=== OBJECTIVE ===
Recast all of the records below as a two-column CSV with the header row "input,output" and one row per record. The record's text goes in "input" and its answer goes in "output", with each field enclosed in double quotes and any line breaks inside a field replaced by spaces.

=== RECORDS SHOWN ===

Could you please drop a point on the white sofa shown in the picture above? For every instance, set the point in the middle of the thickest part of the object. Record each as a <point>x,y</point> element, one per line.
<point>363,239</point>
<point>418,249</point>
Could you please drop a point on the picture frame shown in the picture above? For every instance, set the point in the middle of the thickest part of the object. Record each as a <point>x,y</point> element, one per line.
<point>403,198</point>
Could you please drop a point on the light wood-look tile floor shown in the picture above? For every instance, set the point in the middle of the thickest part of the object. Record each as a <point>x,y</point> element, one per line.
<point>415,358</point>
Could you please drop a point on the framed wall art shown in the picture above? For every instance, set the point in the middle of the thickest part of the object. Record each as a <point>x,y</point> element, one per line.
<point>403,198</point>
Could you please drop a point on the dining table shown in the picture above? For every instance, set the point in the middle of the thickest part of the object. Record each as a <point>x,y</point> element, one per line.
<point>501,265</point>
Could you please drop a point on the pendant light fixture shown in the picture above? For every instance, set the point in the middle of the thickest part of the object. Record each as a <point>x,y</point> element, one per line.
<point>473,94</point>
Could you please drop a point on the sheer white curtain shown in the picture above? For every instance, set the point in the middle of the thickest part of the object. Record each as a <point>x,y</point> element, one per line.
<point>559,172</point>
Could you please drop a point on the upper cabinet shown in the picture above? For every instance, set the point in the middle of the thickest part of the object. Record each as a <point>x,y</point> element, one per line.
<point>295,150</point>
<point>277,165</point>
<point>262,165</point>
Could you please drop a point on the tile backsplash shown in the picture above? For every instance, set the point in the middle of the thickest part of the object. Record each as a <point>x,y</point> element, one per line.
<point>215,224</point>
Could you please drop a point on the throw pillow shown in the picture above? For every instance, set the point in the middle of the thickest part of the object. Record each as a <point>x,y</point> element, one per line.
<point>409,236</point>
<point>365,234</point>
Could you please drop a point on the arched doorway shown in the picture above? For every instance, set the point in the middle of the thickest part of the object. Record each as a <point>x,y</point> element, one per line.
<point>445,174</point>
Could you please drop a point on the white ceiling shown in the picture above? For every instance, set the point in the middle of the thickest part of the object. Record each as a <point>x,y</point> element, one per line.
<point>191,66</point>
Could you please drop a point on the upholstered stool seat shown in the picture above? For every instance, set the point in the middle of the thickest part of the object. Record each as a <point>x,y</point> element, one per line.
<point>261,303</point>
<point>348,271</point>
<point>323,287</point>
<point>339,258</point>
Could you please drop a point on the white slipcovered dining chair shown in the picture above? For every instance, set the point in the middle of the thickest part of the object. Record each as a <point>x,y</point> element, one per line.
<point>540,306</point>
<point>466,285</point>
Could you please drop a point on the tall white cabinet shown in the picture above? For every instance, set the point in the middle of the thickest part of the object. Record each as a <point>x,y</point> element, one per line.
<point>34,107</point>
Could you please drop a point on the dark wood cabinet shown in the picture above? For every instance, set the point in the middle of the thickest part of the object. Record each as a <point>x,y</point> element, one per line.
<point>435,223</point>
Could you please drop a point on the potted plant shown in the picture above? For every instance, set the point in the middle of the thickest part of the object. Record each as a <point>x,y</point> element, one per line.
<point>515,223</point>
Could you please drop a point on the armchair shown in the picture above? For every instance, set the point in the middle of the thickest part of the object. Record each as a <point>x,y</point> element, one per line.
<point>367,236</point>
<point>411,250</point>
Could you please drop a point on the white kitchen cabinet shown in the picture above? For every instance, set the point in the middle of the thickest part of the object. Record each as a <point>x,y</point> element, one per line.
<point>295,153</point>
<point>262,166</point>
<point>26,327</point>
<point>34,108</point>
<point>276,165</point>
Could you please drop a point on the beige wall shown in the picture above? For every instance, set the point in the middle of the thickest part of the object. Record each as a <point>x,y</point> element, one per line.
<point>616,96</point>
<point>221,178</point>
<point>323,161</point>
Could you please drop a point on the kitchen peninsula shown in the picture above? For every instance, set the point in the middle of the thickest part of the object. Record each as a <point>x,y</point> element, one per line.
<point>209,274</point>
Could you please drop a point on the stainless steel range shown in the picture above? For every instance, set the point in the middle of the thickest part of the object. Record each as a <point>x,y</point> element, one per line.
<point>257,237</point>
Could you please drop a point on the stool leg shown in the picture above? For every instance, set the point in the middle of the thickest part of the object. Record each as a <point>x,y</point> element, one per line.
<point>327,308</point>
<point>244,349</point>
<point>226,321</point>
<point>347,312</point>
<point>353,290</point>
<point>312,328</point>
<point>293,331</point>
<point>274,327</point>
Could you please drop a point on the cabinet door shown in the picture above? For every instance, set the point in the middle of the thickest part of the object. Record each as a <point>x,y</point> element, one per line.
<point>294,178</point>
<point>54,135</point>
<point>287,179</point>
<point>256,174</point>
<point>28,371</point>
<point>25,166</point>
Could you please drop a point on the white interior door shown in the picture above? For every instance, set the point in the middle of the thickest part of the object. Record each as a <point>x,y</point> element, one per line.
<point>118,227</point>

=== ANSWER FOR THE TASK ===
input,output
"Could you please drop a point on the white sofa shown in the picture above? For every instance, set the point in the middle of the thickest part of the object. Record each as a <point>x,y</point> element, one per line.","<point>363,239</point> <point>418,249</point>"
"Could you please drop a point on the picture frame shown in the picture above? For every instance, set the point in the middle of the thickest part of the object. Record each as a <point>x,y</point> element, one per line.","<point>403,198</point>"
"Could you please drop a point on the light wood-look tile floor shown in the picture above? For every instance, set the point in the middle of the thickest part of the object. Record each as a <point>x,y</point> element, one per line.","<point>415,358</point>"
"Could you please drop a point on the framed wall art shown in the picture above? For every instance, set the point in the middle of the thickest part of the object. Record each as a <point>x,y</point> element, one per line.","<point>403,198</point>"
"Could you please drop a point on the dining table shown in the picture above? For every instance, set the point in the middle of the thickest part of the object. Record each as a <point>x,y</point> element, one per line.","<point>501,265</point>"
"Could you please drop a point on the pendant light fixture shown in the picture above? For every instance, set the point in the middle of the thickest part of the object. Record each as a <point>x,y</point> element, one per line.","<point>473,94</point>"
"Could you please drop a point on the sheer white curtain shown in the picture above? For every instance, set the point in the middle of the thickest part of the object. Record each as a <point>x,y</point> element, one per line.","<point>559,172</point>"
"Could you please drop a point on the upper cabinet shown in the picture above? For every instance, set the point in the middle of the thickest part of the object. Record each as a <point>x,y</point> element, one per line.","<point>295,150</point> <point>277,165</point> <point>262,165</point>"
"Could you please drop a point on the tile backsplash shown in the picture above? For every instance, set the point in the middle of the thickest part of the object. Record each as a <point>x,y</point> element, one per line.","<point>215,224</point>"
"Could you please drop a point on the throw pillow shown in the picture above? For every instance, set the point in the middle of the thickest part of the object. Record each as a <point>x,y</point> element, one per line.","<point>409,236</point> <point>365,234</point>"
"Could you please drop a point on the arched doorway shown in the picture above? For every instance, set the point in the middle of the thickest part of the object. Record each as a <point>x,y</point> element, one per line.","<point>445,174</point>"
"Could you please drop a point on the white ceiling shown in the picture above? For every instance, set the point in the middle of the thickest part of the object. Record each as a <point>x,y</point> element, one per line.","<point>191,66</point>"
"Could you please drop a point on the upholstered stool seat shown in the picture above? For every instance, set the point in the middle of the thickest part of the object. Record each as a <point>x,y</point> element, one per line.","<point>261,303</point> <point>348,271</point> <point>323,287</point> <point>339,258</point>"
"Could you please drop a point on the white slipcovered dining chair shown in the picture above? For every instance, set the point in the middle of the thickest part of the object. Record each as a <point>x,y</point> element, one per line.","<point>540,306</point> <point>466,285</point>"
"Could you please drop a point on the tall white cabinet shown in the picture above? For every instance, set the point in the middle of the thickest part of the object. Record each as a <point>x,y</point> element, one per line.","<point>34,107</point>"
"Could you please drop a point on the dark wood cabinet shown in the picture above? For every instance, set the point in the middle of the thickest part of the object. Record each as a <point>x,y</point> element, one per line.","<point>435,223</point>"
"Could you please drop a point on the potted plant shown in the picture above? For every instance, set the point in the middle of the thickest part of the object. Record each as a <point>x,y</point> element, one per line.","<point>515,223</point>"
"Could you please drop a point on the armchair shown in the picture above? For every instance, set the point in the middle of the thickest part of the object. Record each as a <point>x,y</point> element, one per line.","<point>367,236</point> <point>411,250</point>"
"Could you please drop a point on the white kitchen cabinet shown in the picture above? For every instance, set the point in the middle of the thickest part of the object. Record each as a <point>x,y</point> element, one per line.","<point>295,153</point> <point>262,166</point> <point>26,327</point> <point>34,108</point> <point>276,165</point>"
"Could you please drop a point on the beige wall shown in the picture above? For every instance, set the point in the middle of the thickest part of the object. Record each as a <point>x,y</point> element, one per line.","<point>616,96</point> <point>221,178</point> <point>323,161</point>"
"Could you please drop a point on the kitchen peninsula shown in the picture above? For every instance, set the point in the middle of the thickest part of the object. Record each as a <point>x,y</point> element, one per line.","<point>209,274</point>"
"Could you please drop a point on the stainless steel range shown in the picture above? For every instance, set the point in the middle of the thickest part of the object. Record each as a <point>x,y</point> element, one per line.","<point>257,237</point>"
"Could you please drop a point on the stool leg shown in the picture above? For every instance, set the point in the middle of the thickest part of the object. Record each as a <point>x,y</point> element, one per line.","<point>327,308</point> <point>244,349</point> <point>226,321</point> <point>347,312</point> <point>353,290</point> <point>312,328</point> <point>293,331</point> <point>274,327</point>"
"Could you please drop a point on the cabinet door shown in the picture above? For every instance, set the point in the middle of the thickest part of the object. Record each as a <point>x,y</point> element, one per line.","<point>294,178</point> <point>54,135</point> <point>287,179</point> <point>256,174</point> <point>28,371</point> <point>25,166</point>"
"Could you please drop a point on the white interior door shown in the picture above? For every instance, set the point in the middle of the thickest part of the object. Record each as a <point>x,y</point> element, one per line.","<point>118,227</point>"